_CONSIGNE 1_:
Extrayez du texte, sans rien modifier, le passage qui va de « Claudiu Stanasel : La Ligue » jusqu'à « qui gouverne l’Italie. ».
········
Je suis et serai toujours un homme de centre droit et mon arrivée à la Ligue a été la suite naturelle d’un parcours qui a vu, pour moi, dans ce parti la réalité qui, à cette époque, incarnait le mieux des valeurs telles que la liberté, le concret et la cohérence. Aujourd’hui, je suis le premier citoyen roumain à occuper un poste institutionnel de ce niveau et je pense que c’est un signal important pour tous les partis politiques : nous, les jeunes d’origine étrangère, avons tous les outils et toutes les qualités nécessaires pour devenir des protagonistes au sein des institutions.

Quelles sont les principales différences entre la ligne politique de la Ligue et celle de Frères d’Italie ?  

Claudiu Stanasel : La Ligue et Frères d’Italie sont deux partis similaires mais différents, uniques mais complémentaires. Ils représentent le mélange parfait, avec Forza Italia, d’un modèle politique, celui du centre droit italien, qui fonctionne bien et convainc les gens, tant en Italie qu’en Europe et dans le reste du monde. La Ligue a une histoire de trente ans, qui a commencé en 1991, en tant que parti autonomiste, contrairement à Frères d’Italie, qui est un parti nationaliste de dix ans, qui a débuté en 2012. Ils ont une histoire profondément différente et cela jette les bases de ce que sont les spécificités et les particularités de ce qui est la ligne politique du centre droit qui gouverne l’Italie.
········
_CONSIGNE 2_:
Comptez les lignes ci-dessous qui contiennent la chaîne « white », en respectant les majuscules et minuscules. Répondez uniquement par ce nombre.

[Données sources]
········
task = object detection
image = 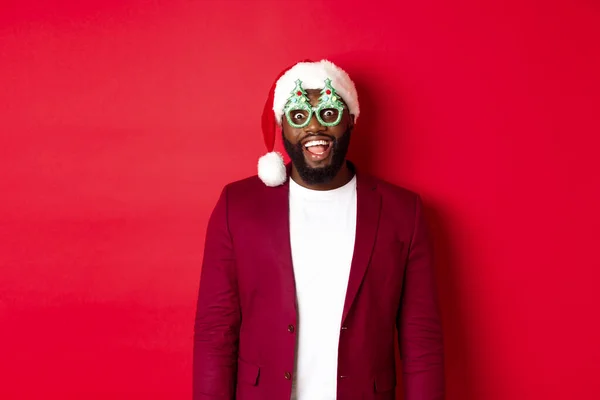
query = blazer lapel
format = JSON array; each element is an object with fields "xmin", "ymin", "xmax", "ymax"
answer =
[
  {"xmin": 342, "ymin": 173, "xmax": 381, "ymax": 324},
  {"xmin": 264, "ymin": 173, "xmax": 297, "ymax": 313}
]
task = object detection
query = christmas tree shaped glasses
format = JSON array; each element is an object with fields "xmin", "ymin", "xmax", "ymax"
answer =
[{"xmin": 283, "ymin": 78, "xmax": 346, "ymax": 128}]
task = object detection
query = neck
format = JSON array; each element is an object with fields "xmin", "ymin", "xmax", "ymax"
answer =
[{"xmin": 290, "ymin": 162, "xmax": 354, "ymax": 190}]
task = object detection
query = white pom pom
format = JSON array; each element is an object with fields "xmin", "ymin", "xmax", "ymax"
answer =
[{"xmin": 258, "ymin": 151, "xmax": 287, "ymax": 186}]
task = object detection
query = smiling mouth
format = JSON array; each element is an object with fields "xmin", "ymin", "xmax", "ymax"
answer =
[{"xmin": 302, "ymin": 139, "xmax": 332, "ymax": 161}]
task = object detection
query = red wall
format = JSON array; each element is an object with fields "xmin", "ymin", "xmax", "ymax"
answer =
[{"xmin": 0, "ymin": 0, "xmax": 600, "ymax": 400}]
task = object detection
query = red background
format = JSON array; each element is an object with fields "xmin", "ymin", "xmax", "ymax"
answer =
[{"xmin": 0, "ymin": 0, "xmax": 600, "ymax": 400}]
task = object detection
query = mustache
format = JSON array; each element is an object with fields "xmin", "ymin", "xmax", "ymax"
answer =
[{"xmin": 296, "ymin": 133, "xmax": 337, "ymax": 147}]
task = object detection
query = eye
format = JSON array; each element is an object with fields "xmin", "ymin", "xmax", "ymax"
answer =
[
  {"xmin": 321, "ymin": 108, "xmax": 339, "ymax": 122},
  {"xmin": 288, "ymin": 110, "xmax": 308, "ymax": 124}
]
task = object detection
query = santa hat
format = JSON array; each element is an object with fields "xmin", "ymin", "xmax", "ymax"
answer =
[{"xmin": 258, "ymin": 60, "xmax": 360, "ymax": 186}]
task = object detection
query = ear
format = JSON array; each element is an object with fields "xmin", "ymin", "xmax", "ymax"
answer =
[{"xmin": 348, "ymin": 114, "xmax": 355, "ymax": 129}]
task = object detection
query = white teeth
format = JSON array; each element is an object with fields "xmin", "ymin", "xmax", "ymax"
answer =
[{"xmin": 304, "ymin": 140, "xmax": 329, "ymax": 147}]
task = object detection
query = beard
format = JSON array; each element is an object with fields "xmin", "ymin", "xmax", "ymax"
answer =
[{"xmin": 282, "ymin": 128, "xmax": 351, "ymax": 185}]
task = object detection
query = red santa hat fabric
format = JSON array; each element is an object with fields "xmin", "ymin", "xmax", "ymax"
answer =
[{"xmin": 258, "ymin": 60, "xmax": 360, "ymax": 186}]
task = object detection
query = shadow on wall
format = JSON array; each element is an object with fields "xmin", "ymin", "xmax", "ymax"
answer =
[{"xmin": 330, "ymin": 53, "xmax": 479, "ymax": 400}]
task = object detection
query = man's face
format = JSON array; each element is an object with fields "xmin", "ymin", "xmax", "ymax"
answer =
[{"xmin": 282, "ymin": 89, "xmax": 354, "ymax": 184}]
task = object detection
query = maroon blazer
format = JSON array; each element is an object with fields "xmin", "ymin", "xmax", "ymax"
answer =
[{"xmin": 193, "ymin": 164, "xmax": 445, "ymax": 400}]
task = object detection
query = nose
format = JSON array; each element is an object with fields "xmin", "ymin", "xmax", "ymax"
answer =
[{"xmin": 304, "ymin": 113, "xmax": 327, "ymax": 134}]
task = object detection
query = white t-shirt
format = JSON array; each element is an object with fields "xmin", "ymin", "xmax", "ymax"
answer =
········
_CORRIGÉ 1_:
Claudiu Stanasel : La Ligue et Frères d’Italie sont deux partis similaires mais différents, uniques mais complémentaires. Ils représentent le mélange parfait, avec Forza Italia, d’un modèle politique, celui du centre droit italien, qui fonctionne bien et convainc les gens, tant en Italie qu’en Europe et dans le reste du monde. La Ligue a une histoire de trente ans, qui a commencé en 1991, en tant que parti autonomiste, contrairement à Frères d’Italie, qui est un parti nationaliste de dix ans, qui a débuté en 2012. Ils ont une histoire profondément différente et cela jette les bases de ce que sont les spécificités et les particularités de ce qui est la ligne politique du centre droit qui gouverne l’Italie.

_CORRIGÉ 2_:
3